Like many radio amateurs I have collected a large collection of recharchable batteries. Some are over 10 years old an others were obtained from sources like flee markets and disassembled broken laptops. I have noted that some packs seems to have degraded over the years and could only store a fraction of their promised capacity. The cheap solution was to charge the battery, hook up a resistor and a voltmeter and regularly check the voltage of the battery. As this is rather time consuming if you discharge with .1 C and you often tend to forget the check the voltage I decided to make a small device which would automate this.
Nowadays you can get microcontrollers with built-in A/D convertors
for a few Euros so this should not be a problem. The Battery Capacity Meter
descibed below is the result.
The principle of the meter is very simple:
You hookup a fully charged battery and load resistor to the meter, enter the value of the resistor and the cutoff voltage and start a discharge cycle. The meter will switch on the load using a power mosfet and continiously measure the battery voltage. To precisily measure the voltage a reference diode is used. During the discharge you can select to display the current voltage and current or the time expired and capacity so-far. If the cutoff voltage is reached the load will be disconnected and the capacity will be shown on the LCD display.

────────

Exercise set:
[1] Decide whether each statement agrees with the battery meter text, answering yes or no and quoting the deciding words of the text: (a) The meter switches on the load with a relay. (b) The user enters the resistor value and the cutoff voltage before a discharge cycle starts. (c) The load is disconnected once the cutoff voltage is reached.
[2] Retype the battery meter text word for word, starting with "Nowadays you can" and going on through "the LCD display.".

────────

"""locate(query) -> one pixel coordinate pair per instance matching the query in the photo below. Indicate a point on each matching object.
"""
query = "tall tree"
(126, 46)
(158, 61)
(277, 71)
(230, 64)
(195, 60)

────────

Solution list:
[1]
(a) No: "The meter will switch on the load using a power mosfet"
(b) Yes: "enter the value of the resistor and the cutoff voltage and start a discharge cycle"
(c) Yes: "If the cutoff voltage is reached the load will be disconnected"

[2]
Nowadays you can get microcontrollers with built-in A/D convertors
for a few Euros so this should not be a problem. The Battery Capacity Meter
descibed below is the result.
The principle of the meter is very simple:
You hookup a fully charged battery and load resistor to the meter, enter the value of the resistor and the cutoff voltage and start a discharge cycle. The meter will switch on the load using a power mosfet and continiously measure the battery voltage. To precisily measure the voltage a reference diode is used. During the discharge you can select to display the current voltage and current or the time expired and capacity so-far. If the cutoff voltage is reached the load will be disconnected and the capacity will be shown on the LCD display.